■ Document segment:
———

Can Photovoice help us center student and parent voices when addressing challenges in our schools?
Stephanie Lechuga-Pena, ASU School of Social Work
Photovoice is a qualitative community-based participatory research (CBPR) method developed by Wang and colleagues in the early 1990s to assist rural Chinese women in documenting their everyday health and work conditions. The method has three primary goals: recording and reflecting on community strengths and concerns, promoting critical dialogue and knowledge about important issues through large and small group discussions, and communicating with policymakers and those in power to advocate for change.
This photovoice project was conducted with families at Paideia Academies in South Phoenix. Few photovoice projects have been conducted with the whole family unit as participants, in which both students and parents work together in all aspects of the photovoice project. In preparation, families were asked to create an asset map that includes resources they value in their school community. Next, they were asked to write or draw the components they like about their community on one side of the paper, and on the other side, the aspects they did not like or would like to change in their school. Participants were prompted to consider the many different aspects, including, but not limited to, the school location, institutional elements, and physical spaces. This exercise is an essential starting point for both students and parents to consider when determining their school community’s strengths and challenges.
What are the challenges and strengths of Paideia Academies from student and parent perspectives?
How can students and parents work with Paideia Academies stakeholders to address the challenges they identified?
Methods and findings
In spring 2021, Lechuga-Peña began to seek out a community partner to collaborate with. Dr. Brian Winsor, another KER fellow, was interested in learning more about photovoice and wanted more opportunities to connect with his students' parents. I detailed the photovoice project, and we agreed to partner on this project.

———

■ Given information:
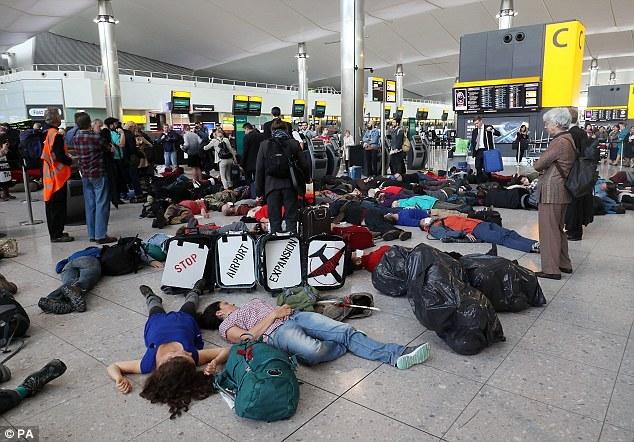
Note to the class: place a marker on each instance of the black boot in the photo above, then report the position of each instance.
(36, 381)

———

■ To do:
1. Reproduce the stretch of the Photovoice project text from "What are the" through "on this project.".
2. Carry on with the Photovoice project text, picking up after its last sentence.

■ Numbered responses:
1.
What are the challenges and strengths of Paideia Academies from student and parent perspectives?
How can students and parents work with Paideia Academies stakeholders to address the challenges they identified?
Methods and findings
In spring 2021, Lechuga-Peña began to seek out a community partner to collaborate with. Dr. Brian Winsor, another KER fellow, was interested in learning more about photovoice and wanted more opportunities to connect with his students' parents. I detailed the photovoice project, and we agreed to partner on this project.

2.
Lechuga-Peña began by familiarizing herself with the school community and choosing a time to launch the project while following appropriate COVID-19 protocol. She launched the photovoice project in the fall with six families. Families met for two hours a week for five weeks. Each meeting began with dinner, a critical component of the program, followed by group activities designed to prepare families to take photos of the strengths and challenges of their school community.
Families were asked to explore their feelings about their school community by taking photographs of its self-identified strengths and challenges. During the photovoice learning session, families were given a photography assignment and asked to photograph a total of eight images, including four strengths and four challenges in their community. Participants were also asked to take these photographs during the following week and on their own time. It was emphasized that the photographs they took would build upon the asset map activity. Parent participants were reminded to encourage their children to participate in decision-making while taking photographs in their community. During the week leading up to the final session, parent participants forwarded the photos their family took to the lead facilitator through text message or email. The lead facilitator then printed two copies of each photo families took. One copy of each photo was to be used for the photovoice display boards families would create, and one copy was given to the families for them to keep.
Families then created photo board displays with their photos and quotes to present and exhibit to the broader school community, providing a platform to center their voice on issues impacting them and providing a call to action to address changes they want to see in their school community.
Paideia Academies, Inc.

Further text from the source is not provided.